Exercise brief: Word for word, restate the lines from the one holding "# point at: the black rectangular" through the end of the data below, including both endpoints and nothing more.

▬▬▬▬▬▬

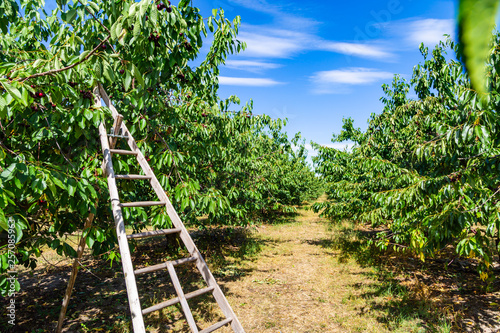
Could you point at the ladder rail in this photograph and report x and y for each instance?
(128, 270)
(176, 221)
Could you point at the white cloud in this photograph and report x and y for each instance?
(357, 75)
(246, 81)
(280, 13)
(429, 31)
(338, 81)
(272, 44)
(252, 66)
(356, 49)
(281, 43)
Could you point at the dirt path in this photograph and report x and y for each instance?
(298, 285)
(295, 277)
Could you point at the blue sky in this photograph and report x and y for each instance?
(315, 62)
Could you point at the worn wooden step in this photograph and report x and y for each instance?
(153, 233)
(143, 204)
(122, 152)
(132, 177)
(176, 300)
(217, 325)
(163, 265)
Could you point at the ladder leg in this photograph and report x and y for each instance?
(182, 298)
(128, 269)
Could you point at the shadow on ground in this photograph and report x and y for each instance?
(444, 295)
(99, 300)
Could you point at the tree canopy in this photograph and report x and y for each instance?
(230, 167)
(426, 170)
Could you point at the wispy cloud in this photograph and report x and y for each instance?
(246, 81)
(251, 66)
(411, 32)
(265, 42)
(357, 75)
(336, 81)
(280, 13)
(429, 31)
(273, 43)
(357, 49)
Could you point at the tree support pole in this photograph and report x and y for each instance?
(74, 272)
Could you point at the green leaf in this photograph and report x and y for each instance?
(98, 69)
(137, 27)
(138, 75)
(9, 173)
(83, 55)
(71, 186)
(14, 92)
(127, 81)
(70, 15)
(3, 221)
(476, 20)
(88, 114)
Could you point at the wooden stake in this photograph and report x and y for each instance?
(74, 272)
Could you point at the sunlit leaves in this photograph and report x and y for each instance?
(426, 169)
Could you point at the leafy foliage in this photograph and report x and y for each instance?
(426, 170)
(476, 20)
(229, 166)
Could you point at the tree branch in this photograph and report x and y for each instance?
(53, 71)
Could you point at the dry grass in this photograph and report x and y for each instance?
(300, 275)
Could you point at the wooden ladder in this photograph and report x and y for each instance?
(108, 142)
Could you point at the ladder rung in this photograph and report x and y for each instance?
(143, 204)
(175, 300)
(163, 265)
(132, 177)
(217, 325)
(122, 152)
(153, 233)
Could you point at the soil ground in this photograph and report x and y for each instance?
(299, 275)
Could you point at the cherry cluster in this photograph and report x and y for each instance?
(155, 37)
(162, 6)
(188, 46)
(86, 94)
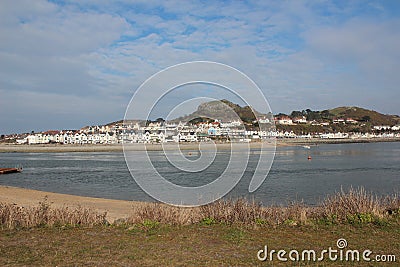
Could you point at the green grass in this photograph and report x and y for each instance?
(224, 233)
(190, 245)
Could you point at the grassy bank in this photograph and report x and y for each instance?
(220, 234)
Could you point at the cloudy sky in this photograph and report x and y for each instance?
(66, 64)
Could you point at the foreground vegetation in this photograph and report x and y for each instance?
(221, 234)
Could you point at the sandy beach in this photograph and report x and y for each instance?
(54, 148)
(115, 209)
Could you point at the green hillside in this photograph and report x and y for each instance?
(361, 114)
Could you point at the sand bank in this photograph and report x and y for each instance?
(115, 209)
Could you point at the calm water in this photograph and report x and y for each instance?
(375, 166)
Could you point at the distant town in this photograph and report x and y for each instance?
(307, 124)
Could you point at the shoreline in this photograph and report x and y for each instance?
(116, 209)
(58, 148)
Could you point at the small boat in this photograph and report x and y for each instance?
(10, 170)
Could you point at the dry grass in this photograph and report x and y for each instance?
(13, 216)
(356, 206)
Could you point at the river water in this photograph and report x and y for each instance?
(375, 166)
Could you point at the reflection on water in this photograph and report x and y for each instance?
(375, 166)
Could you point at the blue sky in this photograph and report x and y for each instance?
(67, 64)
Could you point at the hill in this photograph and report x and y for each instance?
(365, 115)
(223, 110)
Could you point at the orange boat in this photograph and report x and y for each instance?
(10, 170)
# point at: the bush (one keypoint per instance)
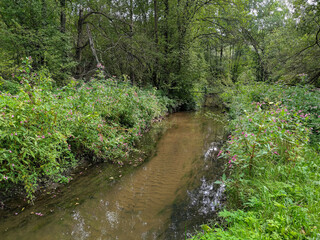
(45, 130)
(274, 163)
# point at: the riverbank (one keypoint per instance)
(273, 159)
(47, 131)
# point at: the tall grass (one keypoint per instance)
(45, 130)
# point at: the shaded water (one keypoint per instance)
(164, 198)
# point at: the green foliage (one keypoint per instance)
(44, 131)
(273, 188)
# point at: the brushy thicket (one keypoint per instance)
(44, 129)
(273, 188)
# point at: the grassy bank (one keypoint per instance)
(273, 188)
(46, 131)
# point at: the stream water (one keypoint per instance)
(167, 197)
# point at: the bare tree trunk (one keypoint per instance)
(156, 40)
(63, 16)
(94, 53)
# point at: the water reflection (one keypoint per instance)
(173, 191)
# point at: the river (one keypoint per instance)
(167, 197)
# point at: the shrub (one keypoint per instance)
(45, 130)
(273, 161)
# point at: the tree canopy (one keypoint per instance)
(178, 46)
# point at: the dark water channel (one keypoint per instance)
(167, 197)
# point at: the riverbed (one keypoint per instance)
(168, 196)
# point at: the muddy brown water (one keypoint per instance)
(167, 197)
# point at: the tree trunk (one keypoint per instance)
(63, 16)
(156, 40)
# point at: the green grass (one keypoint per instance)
(273, 189)
(45, 130)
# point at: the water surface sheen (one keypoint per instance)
(164, 198)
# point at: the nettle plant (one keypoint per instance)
(267, 137)
(43, 131)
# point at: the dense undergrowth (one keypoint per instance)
(273, 188)
(46, 130)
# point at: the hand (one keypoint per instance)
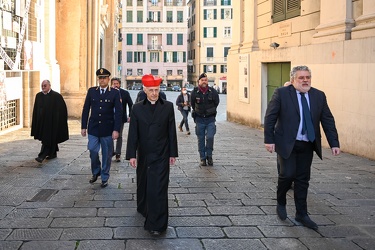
(172, 160)
(335, 151)
(133, 162)
(270, 147)
(114, 135)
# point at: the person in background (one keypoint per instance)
(151, 149)
(50, 121)
(125, 101)
(103, 126)
(204, 102)
(297, 111)
(183, 104)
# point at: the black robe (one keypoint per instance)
(152, 140)
(50, 119)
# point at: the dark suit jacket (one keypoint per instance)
(106, 112)
(282, 120)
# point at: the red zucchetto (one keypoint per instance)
(151, 81)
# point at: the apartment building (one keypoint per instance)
(154, 41)
(336, 39)
(210, 38)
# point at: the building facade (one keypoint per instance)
(336, 39)
(63, 41)
(210, 38)
(154, 41)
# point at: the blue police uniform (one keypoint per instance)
(105, 117)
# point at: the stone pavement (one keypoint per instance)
(228, 206)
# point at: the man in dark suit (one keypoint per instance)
(126, 101)
(295, 135)
(103, 126)
(152, 148)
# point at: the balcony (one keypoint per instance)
(154, 47)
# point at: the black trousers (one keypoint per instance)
(296, 168)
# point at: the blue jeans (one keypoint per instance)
(185, 114)
(205, 130)
(106, 143)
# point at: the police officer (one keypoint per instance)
(204, 102)
(103, 126)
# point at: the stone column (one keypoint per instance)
(365, 24)
(336, 21)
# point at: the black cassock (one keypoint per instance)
(152, 140)
(50, 119)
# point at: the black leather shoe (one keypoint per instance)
(210, 161)
(94, 178)
(203, 163)
(307, 222)
(155, 233)
(281, 212)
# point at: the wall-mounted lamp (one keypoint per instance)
(274, 45)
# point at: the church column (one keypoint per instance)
(336, 21)
(365, 24)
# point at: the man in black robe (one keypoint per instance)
(50, 121)
(151, 149)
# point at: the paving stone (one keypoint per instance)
(73, 212)
(99, 233)
(77, 222)
(237, 244)
(274, 243)
(35, 234)
(180, 244)
(329, 243)
(199, 232)
(49, 245)
(101, 244)
(23, 222)
(242, 232)
(199, 221)
(234, 210)
(139, 233)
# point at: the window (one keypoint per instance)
(227, 31)
(210, 52)
(226, 2)
(129, 39)
(180, 38)
(139, 56)
(129, 16)
(180, 16)
(139, 16)
(169, 16)
(129, 56)
(154, 57)
(285, 9)
(139, 39)
(209, 32)
(223, 68)
(226, 14)
(169, 39)
(210, 14)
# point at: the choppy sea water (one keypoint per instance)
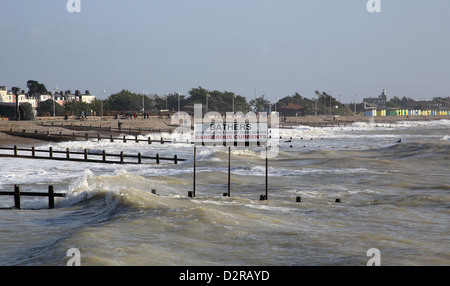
(394, 197)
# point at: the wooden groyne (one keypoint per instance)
(119, 129)
(18, 194)
(61, 137)
(85, 156)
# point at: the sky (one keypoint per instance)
(271, 48)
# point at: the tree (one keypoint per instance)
(261, 103)
(35, 89)
(45, 108)
(78, 107)
(26, 111)
(126, 101)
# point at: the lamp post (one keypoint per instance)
(143, 106)
(54, 98)
(179, 94)
(234, 96)
(103, 93)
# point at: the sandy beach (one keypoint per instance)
(92, 125)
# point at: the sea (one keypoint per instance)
(351, 195)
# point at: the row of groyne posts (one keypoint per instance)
(86, 137)
(69, 156)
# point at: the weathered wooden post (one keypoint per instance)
(51, 197)
(17, 197)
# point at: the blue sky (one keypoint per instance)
(278, 47)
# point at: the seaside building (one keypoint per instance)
(376, 102)
(8, 100)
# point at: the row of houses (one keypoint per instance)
(405, 112)
(8, 98)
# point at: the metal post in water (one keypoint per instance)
(229, 171)
(267, 175)
(195, 159)
(17, 197)
(51, 197)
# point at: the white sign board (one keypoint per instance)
(231, 134)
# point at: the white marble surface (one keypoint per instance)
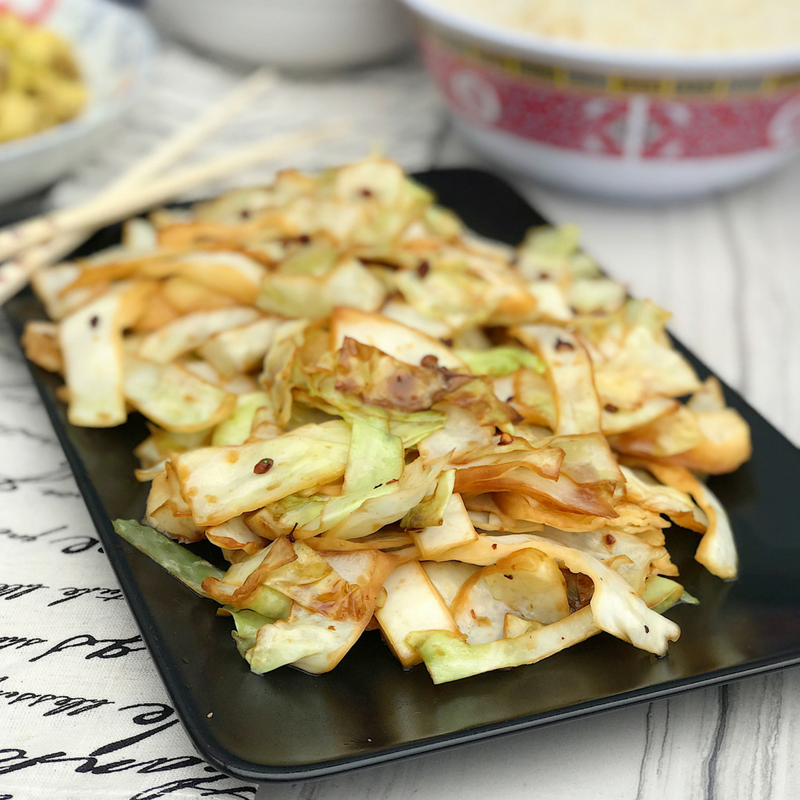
(729, 269)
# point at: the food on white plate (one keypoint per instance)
(674, 25)
(40, 82)
(384, 421)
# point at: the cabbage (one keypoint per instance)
(180, 562)
(500, 360)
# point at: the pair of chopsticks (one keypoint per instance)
(44, 240)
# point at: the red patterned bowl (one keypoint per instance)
(626, 124)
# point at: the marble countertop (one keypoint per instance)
(728, 269)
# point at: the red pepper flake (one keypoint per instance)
(562, 345)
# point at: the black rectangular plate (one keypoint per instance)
(288, 726)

▬▬▬▬▬▬

Problem solution:
# point at: the black rectangular plate (one keypoint per instance)
(288, 726)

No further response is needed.